What is being asked –
Where a line of the entries holds the string "sink", copy that line.

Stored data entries
__________
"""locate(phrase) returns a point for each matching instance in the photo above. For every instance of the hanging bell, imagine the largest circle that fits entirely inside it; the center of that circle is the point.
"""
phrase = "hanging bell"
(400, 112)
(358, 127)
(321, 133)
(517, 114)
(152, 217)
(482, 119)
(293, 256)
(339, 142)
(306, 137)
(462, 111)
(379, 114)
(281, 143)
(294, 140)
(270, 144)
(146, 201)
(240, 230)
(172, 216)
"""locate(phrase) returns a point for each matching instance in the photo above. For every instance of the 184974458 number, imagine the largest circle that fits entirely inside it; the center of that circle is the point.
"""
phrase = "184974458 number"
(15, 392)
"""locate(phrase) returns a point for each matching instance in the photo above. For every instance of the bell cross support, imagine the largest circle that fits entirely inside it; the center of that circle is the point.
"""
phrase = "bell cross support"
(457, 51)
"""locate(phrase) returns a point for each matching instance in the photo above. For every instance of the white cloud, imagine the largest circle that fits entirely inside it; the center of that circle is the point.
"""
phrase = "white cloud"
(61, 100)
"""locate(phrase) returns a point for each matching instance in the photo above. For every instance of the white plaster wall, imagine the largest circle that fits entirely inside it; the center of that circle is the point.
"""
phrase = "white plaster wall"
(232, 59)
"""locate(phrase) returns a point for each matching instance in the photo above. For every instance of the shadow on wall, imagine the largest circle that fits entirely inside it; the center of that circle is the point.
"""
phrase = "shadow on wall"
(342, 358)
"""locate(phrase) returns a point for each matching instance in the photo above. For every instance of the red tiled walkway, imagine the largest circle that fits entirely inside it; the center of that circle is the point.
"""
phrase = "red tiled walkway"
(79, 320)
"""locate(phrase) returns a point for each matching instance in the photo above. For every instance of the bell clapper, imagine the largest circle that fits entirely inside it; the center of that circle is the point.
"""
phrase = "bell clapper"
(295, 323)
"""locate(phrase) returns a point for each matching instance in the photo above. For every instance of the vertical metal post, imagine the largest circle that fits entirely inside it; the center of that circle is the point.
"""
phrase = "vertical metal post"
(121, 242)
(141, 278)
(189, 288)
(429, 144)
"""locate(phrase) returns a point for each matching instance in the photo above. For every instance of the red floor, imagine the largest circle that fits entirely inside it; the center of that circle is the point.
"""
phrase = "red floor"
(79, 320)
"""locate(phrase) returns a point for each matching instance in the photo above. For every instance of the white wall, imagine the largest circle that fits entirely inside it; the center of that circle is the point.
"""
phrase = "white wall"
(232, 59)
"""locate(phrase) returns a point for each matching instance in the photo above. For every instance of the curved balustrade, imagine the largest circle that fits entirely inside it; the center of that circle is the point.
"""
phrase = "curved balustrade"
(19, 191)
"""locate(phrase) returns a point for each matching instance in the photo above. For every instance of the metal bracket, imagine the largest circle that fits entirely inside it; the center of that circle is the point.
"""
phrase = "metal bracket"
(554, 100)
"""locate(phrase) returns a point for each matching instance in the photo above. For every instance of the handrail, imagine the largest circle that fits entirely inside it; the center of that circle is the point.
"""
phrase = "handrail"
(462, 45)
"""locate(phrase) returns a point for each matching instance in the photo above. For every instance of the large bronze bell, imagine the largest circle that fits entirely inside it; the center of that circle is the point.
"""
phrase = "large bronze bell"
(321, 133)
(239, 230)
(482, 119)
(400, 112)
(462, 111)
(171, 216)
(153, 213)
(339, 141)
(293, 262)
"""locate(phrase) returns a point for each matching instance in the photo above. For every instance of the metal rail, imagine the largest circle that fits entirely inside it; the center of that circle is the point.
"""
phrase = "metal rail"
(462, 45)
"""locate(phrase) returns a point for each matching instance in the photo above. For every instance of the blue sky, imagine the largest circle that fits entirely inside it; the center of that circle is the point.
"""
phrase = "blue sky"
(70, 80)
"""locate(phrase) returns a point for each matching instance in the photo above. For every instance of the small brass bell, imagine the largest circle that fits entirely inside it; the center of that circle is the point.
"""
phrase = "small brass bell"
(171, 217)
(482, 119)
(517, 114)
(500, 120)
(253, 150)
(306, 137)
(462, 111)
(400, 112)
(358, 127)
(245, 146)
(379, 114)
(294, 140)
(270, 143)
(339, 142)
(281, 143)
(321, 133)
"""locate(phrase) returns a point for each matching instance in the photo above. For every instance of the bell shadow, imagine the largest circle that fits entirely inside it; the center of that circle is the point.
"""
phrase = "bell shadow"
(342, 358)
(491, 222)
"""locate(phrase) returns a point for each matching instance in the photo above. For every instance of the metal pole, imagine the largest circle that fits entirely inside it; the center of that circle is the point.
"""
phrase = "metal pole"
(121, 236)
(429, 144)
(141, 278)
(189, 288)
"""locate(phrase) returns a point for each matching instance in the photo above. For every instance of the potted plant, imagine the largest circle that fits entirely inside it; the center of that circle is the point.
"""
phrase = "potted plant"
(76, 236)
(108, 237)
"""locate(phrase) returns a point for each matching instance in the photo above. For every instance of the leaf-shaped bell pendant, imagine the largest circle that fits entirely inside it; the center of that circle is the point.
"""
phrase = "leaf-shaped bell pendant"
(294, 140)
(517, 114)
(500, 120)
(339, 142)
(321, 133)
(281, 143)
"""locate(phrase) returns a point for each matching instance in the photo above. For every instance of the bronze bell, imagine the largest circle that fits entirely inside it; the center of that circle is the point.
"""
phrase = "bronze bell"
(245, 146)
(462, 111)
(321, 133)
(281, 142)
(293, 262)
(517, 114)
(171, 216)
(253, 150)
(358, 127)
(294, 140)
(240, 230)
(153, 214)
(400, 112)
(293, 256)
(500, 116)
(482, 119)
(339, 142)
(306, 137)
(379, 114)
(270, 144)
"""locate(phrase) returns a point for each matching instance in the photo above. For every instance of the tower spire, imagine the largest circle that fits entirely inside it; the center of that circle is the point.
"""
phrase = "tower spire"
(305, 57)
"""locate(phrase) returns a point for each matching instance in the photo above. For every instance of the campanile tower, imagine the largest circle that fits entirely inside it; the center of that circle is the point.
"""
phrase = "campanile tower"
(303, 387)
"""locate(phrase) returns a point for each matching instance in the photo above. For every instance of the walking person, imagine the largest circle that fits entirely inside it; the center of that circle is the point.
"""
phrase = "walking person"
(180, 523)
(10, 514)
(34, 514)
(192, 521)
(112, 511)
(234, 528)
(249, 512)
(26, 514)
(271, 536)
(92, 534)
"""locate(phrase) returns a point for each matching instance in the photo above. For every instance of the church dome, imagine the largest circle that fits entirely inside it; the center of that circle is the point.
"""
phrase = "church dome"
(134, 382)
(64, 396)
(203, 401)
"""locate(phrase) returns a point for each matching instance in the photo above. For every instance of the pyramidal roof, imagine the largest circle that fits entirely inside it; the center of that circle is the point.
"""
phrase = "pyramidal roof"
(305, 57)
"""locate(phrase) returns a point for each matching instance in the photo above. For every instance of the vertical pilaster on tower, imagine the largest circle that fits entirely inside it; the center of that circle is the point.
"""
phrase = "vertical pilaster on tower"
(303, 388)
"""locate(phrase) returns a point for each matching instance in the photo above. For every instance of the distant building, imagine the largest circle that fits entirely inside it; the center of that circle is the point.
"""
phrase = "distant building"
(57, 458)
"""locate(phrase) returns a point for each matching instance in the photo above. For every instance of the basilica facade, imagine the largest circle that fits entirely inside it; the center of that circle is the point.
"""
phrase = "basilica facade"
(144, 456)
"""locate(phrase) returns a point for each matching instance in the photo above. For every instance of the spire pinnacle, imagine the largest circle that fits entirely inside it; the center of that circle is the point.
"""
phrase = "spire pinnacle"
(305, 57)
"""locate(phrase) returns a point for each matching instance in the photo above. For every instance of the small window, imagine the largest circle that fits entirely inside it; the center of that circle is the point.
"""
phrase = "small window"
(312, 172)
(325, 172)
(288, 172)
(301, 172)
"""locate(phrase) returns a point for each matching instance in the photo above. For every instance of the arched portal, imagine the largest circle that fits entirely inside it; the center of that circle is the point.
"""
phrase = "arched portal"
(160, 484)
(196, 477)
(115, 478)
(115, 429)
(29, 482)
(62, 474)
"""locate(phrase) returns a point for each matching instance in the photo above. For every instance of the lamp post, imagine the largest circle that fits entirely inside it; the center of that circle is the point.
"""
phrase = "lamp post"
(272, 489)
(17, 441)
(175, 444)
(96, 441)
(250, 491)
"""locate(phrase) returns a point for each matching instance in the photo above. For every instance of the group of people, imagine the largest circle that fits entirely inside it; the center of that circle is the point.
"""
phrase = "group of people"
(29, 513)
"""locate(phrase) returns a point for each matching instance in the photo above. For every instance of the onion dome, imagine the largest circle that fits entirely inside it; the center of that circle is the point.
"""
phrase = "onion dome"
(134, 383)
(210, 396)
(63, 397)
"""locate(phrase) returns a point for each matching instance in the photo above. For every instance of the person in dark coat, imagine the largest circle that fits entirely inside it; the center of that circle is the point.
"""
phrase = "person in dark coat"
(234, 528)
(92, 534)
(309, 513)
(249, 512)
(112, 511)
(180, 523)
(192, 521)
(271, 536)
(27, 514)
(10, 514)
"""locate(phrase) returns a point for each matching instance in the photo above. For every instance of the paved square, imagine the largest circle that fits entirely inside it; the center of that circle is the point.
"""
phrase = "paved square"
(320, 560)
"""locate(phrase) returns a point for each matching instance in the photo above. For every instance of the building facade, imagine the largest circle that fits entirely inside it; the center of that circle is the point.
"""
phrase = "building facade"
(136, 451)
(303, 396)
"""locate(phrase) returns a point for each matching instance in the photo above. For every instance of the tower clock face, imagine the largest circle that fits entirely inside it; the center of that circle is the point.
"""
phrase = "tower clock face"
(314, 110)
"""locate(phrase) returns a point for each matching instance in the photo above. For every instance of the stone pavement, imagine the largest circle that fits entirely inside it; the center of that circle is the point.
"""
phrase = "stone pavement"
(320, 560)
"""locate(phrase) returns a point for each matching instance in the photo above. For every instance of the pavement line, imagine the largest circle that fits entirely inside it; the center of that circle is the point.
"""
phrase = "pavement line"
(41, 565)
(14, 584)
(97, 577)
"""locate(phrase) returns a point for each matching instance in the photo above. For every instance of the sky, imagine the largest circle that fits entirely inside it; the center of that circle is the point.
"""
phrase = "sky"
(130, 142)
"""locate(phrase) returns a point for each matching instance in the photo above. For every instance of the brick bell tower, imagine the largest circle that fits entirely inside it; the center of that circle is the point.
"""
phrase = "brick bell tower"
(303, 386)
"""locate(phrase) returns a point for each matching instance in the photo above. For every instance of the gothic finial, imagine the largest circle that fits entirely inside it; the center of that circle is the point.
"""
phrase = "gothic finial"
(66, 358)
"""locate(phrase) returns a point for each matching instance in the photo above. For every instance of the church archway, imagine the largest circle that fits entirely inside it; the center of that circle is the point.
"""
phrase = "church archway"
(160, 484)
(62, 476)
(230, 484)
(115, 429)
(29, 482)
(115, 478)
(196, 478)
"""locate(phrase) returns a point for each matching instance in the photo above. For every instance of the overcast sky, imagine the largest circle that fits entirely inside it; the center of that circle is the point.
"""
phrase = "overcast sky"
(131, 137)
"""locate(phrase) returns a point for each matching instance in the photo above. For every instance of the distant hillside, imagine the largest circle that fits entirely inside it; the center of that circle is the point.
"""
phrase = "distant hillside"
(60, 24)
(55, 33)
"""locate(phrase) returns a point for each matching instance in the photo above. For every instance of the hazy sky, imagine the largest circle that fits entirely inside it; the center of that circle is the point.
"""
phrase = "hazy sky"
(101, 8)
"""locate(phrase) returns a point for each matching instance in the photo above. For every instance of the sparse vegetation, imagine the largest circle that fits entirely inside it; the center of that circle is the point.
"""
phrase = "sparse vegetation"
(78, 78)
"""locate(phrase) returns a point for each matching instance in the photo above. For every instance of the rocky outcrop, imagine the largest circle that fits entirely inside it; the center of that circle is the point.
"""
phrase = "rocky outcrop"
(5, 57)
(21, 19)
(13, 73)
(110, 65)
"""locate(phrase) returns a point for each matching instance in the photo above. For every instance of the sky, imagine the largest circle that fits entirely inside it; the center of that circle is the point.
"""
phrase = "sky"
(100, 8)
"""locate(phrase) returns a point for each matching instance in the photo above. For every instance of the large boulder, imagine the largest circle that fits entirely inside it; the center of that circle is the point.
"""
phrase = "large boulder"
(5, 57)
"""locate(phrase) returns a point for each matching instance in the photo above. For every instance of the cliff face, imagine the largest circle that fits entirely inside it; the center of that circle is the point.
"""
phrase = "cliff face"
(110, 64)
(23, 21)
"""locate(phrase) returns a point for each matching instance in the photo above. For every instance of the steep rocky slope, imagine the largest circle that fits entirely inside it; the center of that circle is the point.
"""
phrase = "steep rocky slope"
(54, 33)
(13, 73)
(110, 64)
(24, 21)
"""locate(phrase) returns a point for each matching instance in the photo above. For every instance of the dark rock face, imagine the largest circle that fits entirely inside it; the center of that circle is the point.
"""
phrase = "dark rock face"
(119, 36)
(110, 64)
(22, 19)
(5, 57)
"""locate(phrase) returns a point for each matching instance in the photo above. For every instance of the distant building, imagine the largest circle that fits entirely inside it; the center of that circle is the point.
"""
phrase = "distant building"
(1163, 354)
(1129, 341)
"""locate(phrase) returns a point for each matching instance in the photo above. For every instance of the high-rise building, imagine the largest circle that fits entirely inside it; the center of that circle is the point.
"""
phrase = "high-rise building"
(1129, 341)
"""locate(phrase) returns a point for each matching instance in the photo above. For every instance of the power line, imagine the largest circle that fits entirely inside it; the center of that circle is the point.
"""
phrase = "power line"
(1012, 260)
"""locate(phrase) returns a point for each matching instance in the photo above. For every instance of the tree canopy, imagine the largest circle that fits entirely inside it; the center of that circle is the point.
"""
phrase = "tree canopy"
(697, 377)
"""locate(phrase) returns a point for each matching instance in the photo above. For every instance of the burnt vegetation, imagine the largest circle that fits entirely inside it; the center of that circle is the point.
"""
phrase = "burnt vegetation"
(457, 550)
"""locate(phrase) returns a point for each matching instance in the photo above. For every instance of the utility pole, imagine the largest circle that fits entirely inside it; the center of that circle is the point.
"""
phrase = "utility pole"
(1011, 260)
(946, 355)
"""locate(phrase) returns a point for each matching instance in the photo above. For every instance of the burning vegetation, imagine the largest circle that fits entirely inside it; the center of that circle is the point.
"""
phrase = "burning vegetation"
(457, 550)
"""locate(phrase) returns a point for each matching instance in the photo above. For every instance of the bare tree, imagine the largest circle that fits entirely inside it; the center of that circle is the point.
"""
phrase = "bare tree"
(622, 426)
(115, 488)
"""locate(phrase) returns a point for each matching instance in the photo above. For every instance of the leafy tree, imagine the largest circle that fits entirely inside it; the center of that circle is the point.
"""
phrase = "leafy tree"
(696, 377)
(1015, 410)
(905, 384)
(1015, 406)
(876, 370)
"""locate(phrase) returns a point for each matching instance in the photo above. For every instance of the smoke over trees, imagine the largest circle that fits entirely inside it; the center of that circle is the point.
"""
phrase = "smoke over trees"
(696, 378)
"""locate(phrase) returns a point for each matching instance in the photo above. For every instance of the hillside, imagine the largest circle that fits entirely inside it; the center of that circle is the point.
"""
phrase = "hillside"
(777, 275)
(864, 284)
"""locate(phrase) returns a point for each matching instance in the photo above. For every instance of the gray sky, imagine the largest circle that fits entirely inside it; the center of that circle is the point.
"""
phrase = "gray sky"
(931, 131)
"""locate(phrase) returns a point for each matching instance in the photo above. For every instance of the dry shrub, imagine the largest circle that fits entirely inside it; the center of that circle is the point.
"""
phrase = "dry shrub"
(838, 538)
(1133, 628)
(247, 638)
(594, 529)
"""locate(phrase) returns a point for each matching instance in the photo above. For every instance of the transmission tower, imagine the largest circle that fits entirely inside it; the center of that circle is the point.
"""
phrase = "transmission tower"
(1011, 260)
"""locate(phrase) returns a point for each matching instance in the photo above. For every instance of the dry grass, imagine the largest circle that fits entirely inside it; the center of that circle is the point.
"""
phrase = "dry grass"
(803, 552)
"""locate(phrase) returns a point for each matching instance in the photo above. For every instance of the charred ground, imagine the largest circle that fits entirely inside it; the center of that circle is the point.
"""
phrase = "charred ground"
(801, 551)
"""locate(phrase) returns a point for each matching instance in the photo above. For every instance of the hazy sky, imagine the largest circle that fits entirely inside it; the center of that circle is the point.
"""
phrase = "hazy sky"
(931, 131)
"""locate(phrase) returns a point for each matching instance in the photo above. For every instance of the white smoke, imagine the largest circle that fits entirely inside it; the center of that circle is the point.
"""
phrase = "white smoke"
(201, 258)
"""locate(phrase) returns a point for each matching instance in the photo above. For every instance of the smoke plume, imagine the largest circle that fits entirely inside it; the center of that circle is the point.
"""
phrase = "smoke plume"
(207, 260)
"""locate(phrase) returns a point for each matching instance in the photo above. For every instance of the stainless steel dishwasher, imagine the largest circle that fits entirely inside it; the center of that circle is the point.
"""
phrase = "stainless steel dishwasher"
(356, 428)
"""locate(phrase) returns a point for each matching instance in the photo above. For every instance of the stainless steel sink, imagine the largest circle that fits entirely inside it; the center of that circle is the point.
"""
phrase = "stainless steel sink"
__________
Exercise result –
"""locate(phrase) returns a point for each matching instance in the photo above. For every instance of the stainless steel sink, imagine the largest circle that fits entirely inside it; the center of that circle is the point.
phrase = "stainless steel sink"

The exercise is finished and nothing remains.